___ Supplied material

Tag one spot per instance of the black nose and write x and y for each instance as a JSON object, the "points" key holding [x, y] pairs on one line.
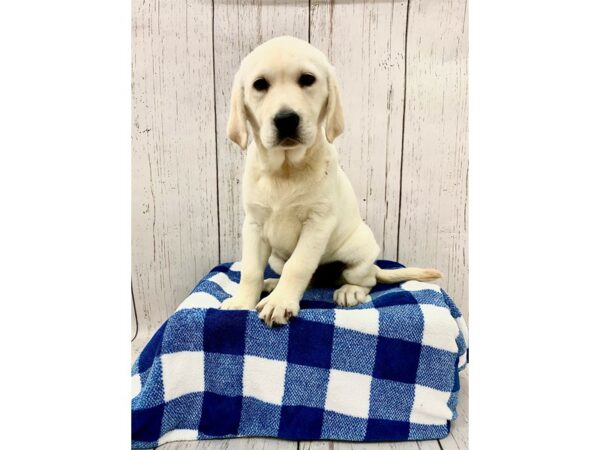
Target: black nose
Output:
{"points": [[286, 123]]}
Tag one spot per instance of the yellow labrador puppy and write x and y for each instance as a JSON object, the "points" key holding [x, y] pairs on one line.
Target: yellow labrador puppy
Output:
{"points": [[301, 211]]}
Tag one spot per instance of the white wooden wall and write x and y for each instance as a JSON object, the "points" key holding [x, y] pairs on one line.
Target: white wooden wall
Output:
{"points": [[402, 68]]}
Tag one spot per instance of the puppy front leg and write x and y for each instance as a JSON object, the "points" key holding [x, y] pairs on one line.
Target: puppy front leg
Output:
{"points": [[284, 302], [255, 252]]}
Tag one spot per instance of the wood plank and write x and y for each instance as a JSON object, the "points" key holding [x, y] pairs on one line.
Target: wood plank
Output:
{"points": [[242, 25], [133, 320], [433, 212], [459, 431], [174, 198], [429, 445], [365, 43]]}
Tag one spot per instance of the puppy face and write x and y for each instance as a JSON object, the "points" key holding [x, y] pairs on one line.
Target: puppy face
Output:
{"points": [[287, 91]]}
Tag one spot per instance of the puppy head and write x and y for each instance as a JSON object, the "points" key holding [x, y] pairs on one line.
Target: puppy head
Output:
{"points": [[286, 89]]}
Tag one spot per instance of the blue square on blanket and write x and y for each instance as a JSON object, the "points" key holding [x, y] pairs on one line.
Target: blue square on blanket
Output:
{"points": [[266, 342], [224, 331], [341, 426], [349, 354], [300, 423], [151, 350], [154, 393], [310, 343], [192, 404], [259, 418], [393, 298], [421, 431], [408, 326], [387, 430], [396, 360], [145, 423], [220, 415], [229, 380], [391, 400], [304, 385], [436, 368], [185, 331]]}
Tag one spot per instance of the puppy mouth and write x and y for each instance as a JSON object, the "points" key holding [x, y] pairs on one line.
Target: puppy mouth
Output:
{"points": [[289, 142]]}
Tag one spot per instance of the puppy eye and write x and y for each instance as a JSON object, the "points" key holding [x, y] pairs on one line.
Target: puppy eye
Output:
{"points": [[306, 79], [261, 84]]}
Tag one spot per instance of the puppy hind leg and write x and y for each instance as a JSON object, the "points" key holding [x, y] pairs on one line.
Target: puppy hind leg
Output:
{"points": [[358, 281], [276, 264]]}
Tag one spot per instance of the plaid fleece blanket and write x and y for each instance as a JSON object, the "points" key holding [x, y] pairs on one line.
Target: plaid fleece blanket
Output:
{"points": [[383, 370]]}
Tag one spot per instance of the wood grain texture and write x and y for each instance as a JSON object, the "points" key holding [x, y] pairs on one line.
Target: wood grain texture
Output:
{"points": [[174, 199], [433, 212], [133, 320], [365, 43], [458, 439], [241, 26]]}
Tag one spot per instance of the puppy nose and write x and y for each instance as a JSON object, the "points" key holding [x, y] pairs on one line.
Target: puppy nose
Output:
{"points": [[286, 123]]}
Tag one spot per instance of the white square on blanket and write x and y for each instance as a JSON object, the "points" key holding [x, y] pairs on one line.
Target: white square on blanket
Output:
{"points": [[264, 379], [183, 373], [348, 393], [178, 435], [199, 300], [440, 329], [363, 320], [430, 406]]}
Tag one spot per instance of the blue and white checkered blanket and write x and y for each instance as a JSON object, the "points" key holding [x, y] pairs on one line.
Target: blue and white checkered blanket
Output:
{"points": [[383, 370]]}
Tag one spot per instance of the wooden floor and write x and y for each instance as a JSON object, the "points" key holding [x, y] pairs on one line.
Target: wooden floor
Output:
{"points": [[457, 440]]}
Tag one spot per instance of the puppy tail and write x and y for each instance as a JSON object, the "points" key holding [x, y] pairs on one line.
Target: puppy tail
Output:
{"points": [[406, 274]]}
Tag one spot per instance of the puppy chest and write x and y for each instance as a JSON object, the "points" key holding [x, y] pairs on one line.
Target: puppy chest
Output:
{"points": [[282, 229]]}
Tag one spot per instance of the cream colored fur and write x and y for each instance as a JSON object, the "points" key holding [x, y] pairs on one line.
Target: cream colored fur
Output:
{"points": [[300, 208]]}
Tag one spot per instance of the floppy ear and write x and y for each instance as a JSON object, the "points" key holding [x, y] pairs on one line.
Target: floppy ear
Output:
{"points": [[334, 117], [236, 125]]}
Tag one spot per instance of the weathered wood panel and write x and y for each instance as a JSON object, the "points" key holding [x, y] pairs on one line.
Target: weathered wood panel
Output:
{"points": [[365, 43], [239, 27], [174, 198], [433, 211]]}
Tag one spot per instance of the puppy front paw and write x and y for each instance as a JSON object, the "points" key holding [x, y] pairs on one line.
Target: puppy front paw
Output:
{"points": [[239, 302], [275, 309], [350, 295]]}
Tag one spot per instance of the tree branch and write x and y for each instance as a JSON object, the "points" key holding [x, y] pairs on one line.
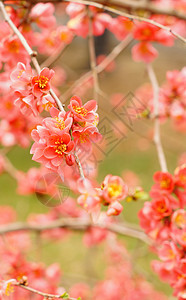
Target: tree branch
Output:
{"points": [[101, 67], [31, 53], [77, 224], [157, 139], [142, 5], [92, 55], [129, 16], [45, 295]]}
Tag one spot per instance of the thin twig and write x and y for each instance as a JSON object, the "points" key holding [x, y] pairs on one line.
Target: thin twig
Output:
{"points": [[129, 16], [142, 5], [92, 55], [45, 295], [77, 224], [157, 139], [31, 53]]}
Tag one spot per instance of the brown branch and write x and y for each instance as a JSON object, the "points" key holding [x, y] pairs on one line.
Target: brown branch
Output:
{"points": [[35, 63], [157, 138], [45, 295], [129, 16], [142, 5], [77, 224], [92, 55]]}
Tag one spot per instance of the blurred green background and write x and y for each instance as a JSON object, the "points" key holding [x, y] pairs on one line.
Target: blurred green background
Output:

______

▸ Aim
Reproduce all of the data above line for line, leaving out the pictures.

▸ Exercise result
Tag one spot per instance of the black nose and write x and y for each instance as a JSON object, the "points" key holding [x, y] pairs on one line.
Target: black nose
Output:
{"points": [[286, 123]]}
Tag one spot per instance of the yellow labrador puppy and write x and y for each instance as a JSON object, the "points" key holding [x, y] pairs on one line.
Target: yellow labrador puppy
Output:
{"points": [[301, 211]]}
Tag one spot per instance of the white wooden wall and write x and y for each instance as a JSON object, the "points" key holding [x, y] pairs on one line.
Target: white wooden wall
Output:
{"points": [[402, 68]]}
Tag one spot per instance of the puppy front leg and write x and y for each instance as a JSON object, the "points" key holding [x, y] pairs on one line.
Target: puppy front leg
Output:
{"points": [[284, 302], [255, 252]]}
Tag one spot per instance of the wood plank and write x and y for each instance as a JSON object, the "points" key holding [x, y] pairs on one line.
Target: wood plank
Output:
{"points": [[242, 25], [133, 320], [433, 212], [459, 431], [174, 198], [429, 445], [365, 43]]}
Tag one spot per instance of the puppy face and write x and y for each instance as a JSON object, the "points" key holding [x, y] pairs on one line.
Target: puppy face
Output:
{"points": [[287, 91]]}
Tag one spot per instance of the puppy head and write x and y for each instance as a JSON object, the "points" key holding [x, y] pairs on one line.
Target: puppy head
Output:
{"points": [[286, 89]]}
Tag one spot per instance of the blue square on blanket and write x and y for each instance as a JSON object, the "points" key holding [x, y] pairs on one line.
Target: blue square on blanket
Output:
{"points": [[266, 342], [224, 331], [341, 426], [349, 354], [300, 423], [151, 350], [154, 393], [310, 343], [192, 404], [259, 418], [393, 298], [421, 431], [408, 326], [387, 430], [396, 360], [145, 423], [220, 415], [229, 380], [391, 400], [304, 385], [436, 368], [185, 331]]}
Tag one spot per instance of the puppy mouth and write x and y for each instance as a JSON object, the "points" key holding [x, y] pairs on one line.
Target: puppy mouth
Output:
{"points": [[289, 142]]}
Tag one spot per instance of the puppy eye and write x and y for each instance as a JSON object, the "points" key holding [x, y] pairs on one line.
Target: puppy eye
Output:
{"points": [[306, 79], [261, 84]]}
Tag one spot per instance of the puppy hind leg and write x and y for each instance as a JSON object, the "points" key holding [x, y] pairs on one line.
Target: puppy hind leg
Output:
{"points": [[358, 281], [276, 264]]}
Tag one spot per instance of the plaid fleece blanket and write x and y for each instance as a JSON object, the "points" key holding [x, y] pairs on one line.
Target: plaid fleece blanket
Output:
{"points": [[383, 370]]}
Tag one spot per instance of the wood grain texture and write x and y for each instance as a JSON object, the "points" key holding [x, y] pairs on one line.
Target: wood grain texture
Output:
{"points": [[174, 199], [433, 212], [133, 320], [365, 43], [458, 439], [241, 26]]}
Tag one spot per instance of the puppy nose and write x and y for each instance as a JSON object, the "points" key holding [x, y] pairs on one line.
Target: puppy nose
Output:
{"points": [[286, 123]]}
Tag one spot per instance of the white square on blanket and write x and y for each instance as a JSON object, the "points" key holding [x, y] pairs on one line.
Target: white square on blanket
Output:
{"points": [[264, 379], [183, 373], [348, 393], [178, 435], [199, 300], [440, 329], [363, 320], [430, 406]]}
Tag one spot per instance of the blue and white checkered blanket and write x and y for each instance as a JSON object, the "points" key holding [x, y] pairs on one line.
Target: blue and white checkered blanket
Output:
{"points": [[383, 370]]}
Tag one spot per instance of the wooden floor and write x and y for each instance as a JSON object, the "points" key holding [x, y] pairs on one line.
Target: wooden floor
Output:
{"points": [[457, 440]]}
Tag one spot per instance of the puppy tail and write x and y for each instance as a JSON object, the "points" key holding [x, y] pairs on one line.
Target: puppy tail
Output:
{"points": [[406, 274]]}
Tag one spot per instance of the puppy chest and write x and y for each instance as a JSON object, the "points" key holding [x, y] pairs on one line.
Target: puppy chest
Output:
{"points": [[282, 229]]}
Tag one spot per instance of the cream colored fur and write x and y for each instance as a JSON object, the "points" key holding [x, y] pairs on one line.
Target: cream colored fur
Output:
{"points": [[300, 208]]}
Tag one spot per instance of the floppy ear and write x and y for each instance as a JSON object, the "points" key holding [x, y] pairs on one line.
Target: floppy ear
Output:
{"points": [[334, 117], [236, 125]]}
Tag one spot per instance of the weathered wood panel and write x and y for each instance as a JSON object, the "points" key holding [x, y] pairs on one line.
Target: weathered wood panel
Output:
{"points": [[365, 43], [239, 27], [174, 198], [433, 211]]}
Tag one spot per instance of the puppy front paw and write x and y for each instance as a JSON object, the "points" key holding [x, y] pairs on one line.
Target: puppy front paw
Output:
{"points": [[239, 302], [275, 309], [350, 295]]}
Tag one spot per instance of the tree branch and write x and y for each instance as a JSON object, the "points" key holding [x, y] pairs on one line.
Target: tree branch
Output:
{"points": [[101, 67], [31, 53], [77, 224], [157, 139], [142, 5], [92, 55], [129, 16], [45, 295]]}
Tag one spot per instance of the thin twig and write x and y for each instance as a JSON object, the "points" key holding [x, y] pairs on one line.
Target: thin twig
Output:
{"points": [[129, 16], [142, 5], [92, 55], [45, 295], [77, 224], [157, 139], [31, 53]]}
Tag one spot per instance of the brown branch and write x and y for each instance as a JSON object, the "points" key holding [x, y] pairs on one line.
Target: brown branch
Output:
{"points": [[35, 63], [157, 138], [45, 295], [129, 16], [142, 5], [77, 224], [92, 55]]}
Tag one spot per instance of the blurred green background and write x and y for each instance as a JSON object, the "points" key holding [x, y] pairs on one line.
Target: blurred green background
Output:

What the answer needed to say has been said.